**** DATASET RECORDS

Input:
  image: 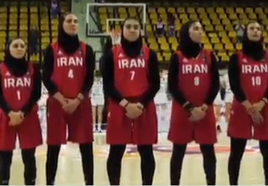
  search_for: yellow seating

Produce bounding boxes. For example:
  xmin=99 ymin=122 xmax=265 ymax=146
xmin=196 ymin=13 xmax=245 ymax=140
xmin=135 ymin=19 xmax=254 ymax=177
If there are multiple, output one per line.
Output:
xmin=98 ymin=3 xmax=268 ymax=62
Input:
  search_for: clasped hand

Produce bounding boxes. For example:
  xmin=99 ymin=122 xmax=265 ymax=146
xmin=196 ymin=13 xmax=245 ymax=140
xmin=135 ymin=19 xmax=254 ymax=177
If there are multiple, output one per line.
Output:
xmin=62 ymin=98 xmax=81 ymax=114
xmin=125 ymin=103 xmax=143 ymax=119
xmin=8 ymin=111 xmax=24 ymax=126
xmin=246 ymin=101 xmax=265 ymax=124
xmin=189 ymin=105 xmax=208 ymax=121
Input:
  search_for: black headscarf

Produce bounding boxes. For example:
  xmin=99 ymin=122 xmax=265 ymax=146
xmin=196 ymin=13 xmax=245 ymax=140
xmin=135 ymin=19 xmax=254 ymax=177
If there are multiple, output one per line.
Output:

********

EXERCISE PROMPT:
Rewrite all of the rows above, substituting "Return" for every "Produce" and leaving everything else unchanged. Leave the pictures out of your answer.

WRITTEN ANSWER:
Input:
  image: 
  search_for: yellow seating

Return bounding boxes. For example:
  xmin=99 ymin=122 xmax=265 ymax=146
xmin=196 ymin=13 xmax=245 ymax=140
xmin=135 ymin=19 xmax=254 ymax=177
If there are multiple, output one per line.
Output:
xmin=98 ymin=3 xmax=268 ymax=62
Input:
  search_for: clasped hand

Return bounding boxes. For example:
  xmin=99 ymin=122 xmax=265 ymax=146
xmin=196 ymin=13 xmax=245 ymax=140
xmin=135 ymin=19 xmax=254 ymax=177
If there are multiple, output one per line.
Output:
xmin=62 ymin=98 xmax=81 ymax=114
xmin=125 ymin=103 xmax=143 ymax=119
xmin=8 ymin=111 xmax=24 ymax=126
xmin=246 ymin=101 xmax=265 ymax=124
xmin=189 ymin=105 xmax=208 ymax=121
Input:
  search_for: black headscarf

Return bounding boxes. For example:
  xmin=99 ymin=122 xmax=265 ymax=146
xmin=196 ymin=13 xmax=245 ymax=140
xmin=135 ymin=19 xmax=254 ymax=177
If there are multiple, output one per line.
Output:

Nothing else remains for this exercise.